### ESTRATTO
.....

Per questo i sopracitati psicologi suggeriscono che il modo migliore per difenderci dall’infodemia del mondo digitale sia imparare ad applicare la strategia cognitiva del critical ignoring. L’espressione può essere tradotta grossolanamente con “ignoranza critica” intendendo il termine “ignoranza” non come la mancanza di conoscenza ma come la decisione volontaria di trascurare, tralasciare e, in altre parole, non concedere attenzione a un contenuto o a uno stimolo esterno. Detto questo, per amor di precisione e considerandola al pari di un termine tecnico non perfettamente traducibile nella nostra lingua, continueremo qui a usare l’espressione critical ignoring.

Il critical ignoring, secondo la riflessione dei quattro studiosi, consiste nella capacità di saper discriminare, a monte, quali informazioni considerare, e quindi approfondire, e quali invece saltare a piè pari. Ignorare consapevolmente e deliberatamente le informazioni inutili ci permette di riappropriarci del nostro tempo e della nostra energia mentale, nonché di evitare le notizie false.

Per interiorizzare questo modus operandi e applicarlo con successo alla nostra esperienza nel mondo digitale è necessario, in primo luogo, imparare a riconoscere i segnali che indicano scarsa affidabilità quando leggiamo una notizia online. Gli autori individuano, in particolare, tre macrogruppi di “contenuti tossici” diffusi online, suggerendo altrettante strategie di difesa. Per rafforzare il controllo sui nostri ambienti informativi ed evitare contenuti che sembrano notizie mentre in realtà sono solo pettegolezzi, fake news o pubblicità “travestite” da notizie si possono modificare le impostazioni sulla privacy dei nostri account, browser e app o limitare il tempo massimo da trascorrere sui social o altre app distraenti dall’effetto altamente polarizzante. Per fare questo si può, ad esempio, silenziare le notifiche fastidiose e non fornire il consenso ai siti che ci chiedono di raccogliere i nostri dati per mandarci pubblicità mirate, ovvero quelle che con più probabilità ci possono distrarre dal nostro obiettivo e dalla ricerca online delle informazioni che ci interessano.

Un'altra strategia da adottare è quella che gli autori definiscono “lettura laterale” e consiste in una verifica delle fonti preliminare alla decisione di approfondire un contenuto online. Se, dopo una breve ricerca, concludiamo che il sito, l’organizzazione o la persona che ha scritto o diffuso una notizia non merita la nostra fiducia perché non abbastanza autorevole sull’argomento o ha degli interessi che non condividiamo, allora meglio passare oltre.

.....

Dati raccolti
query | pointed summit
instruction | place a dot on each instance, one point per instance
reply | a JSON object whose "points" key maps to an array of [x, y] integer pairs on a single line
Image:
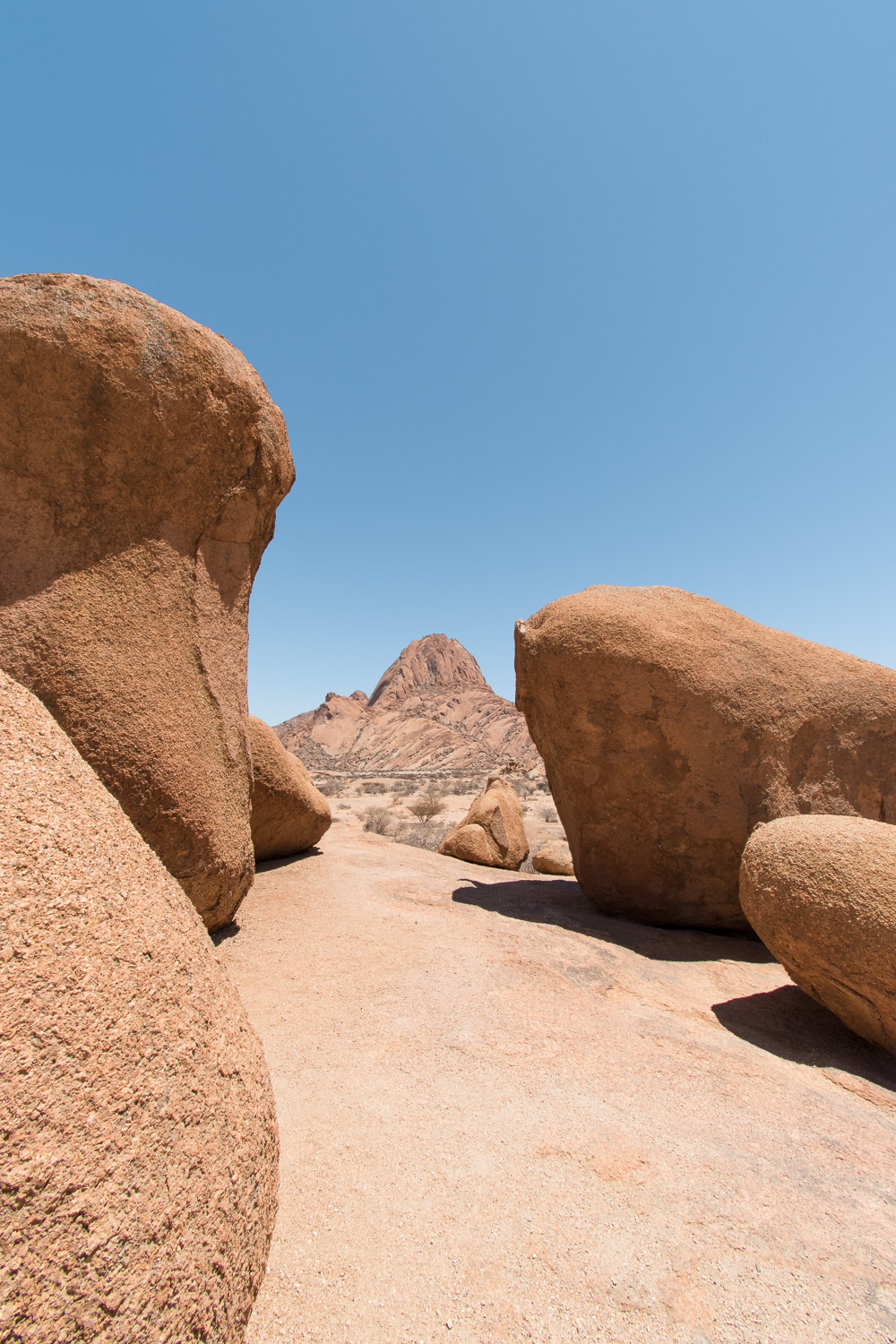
{"points": [[432, 663]]}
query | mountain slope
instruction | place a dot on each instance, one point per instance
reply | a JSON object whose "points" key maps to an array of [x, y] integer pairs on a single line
{"points": [[432, 710]]}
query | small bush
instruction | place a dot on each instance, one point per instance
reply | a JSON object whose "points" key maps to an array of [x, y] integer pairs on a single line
{"points": [[425, 835], [429, 804], [378, 820]]}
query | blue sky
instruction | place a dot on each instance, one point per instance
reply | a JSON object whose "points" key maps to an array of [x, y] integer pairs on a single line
{"points": [[551, 293]]}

.....

### ATTIVITÀ RICHIESTE
1. Trascrivi fedelmente il passo dell'estratto sul critical ignoring che comincia con "Il critical ignoring, secondo" e prosegue fino a "le notizie false.".
2. Nell'estratto sul critical ignoring, quale nome danno gli autori alla strategia che consiste nel verificare le fonti prima di decidere se approfondire un contenuto online?

### SOLUZIONI
1.
Il critical ignoring, secondo la riflessione dei quattro studiosi, consiste nella capacità di saper discriminare, a monte, quali informazioni considerare, e quindi approfondire, e quali invece saltare a piè pari. Ignorare consapevolmente e deliberatamente le informazioni inutili ci permette di riappropriarci del nostro tempo e della nostra energia mentale, nonché di evitare le notizie false.

2. Lettura laterale.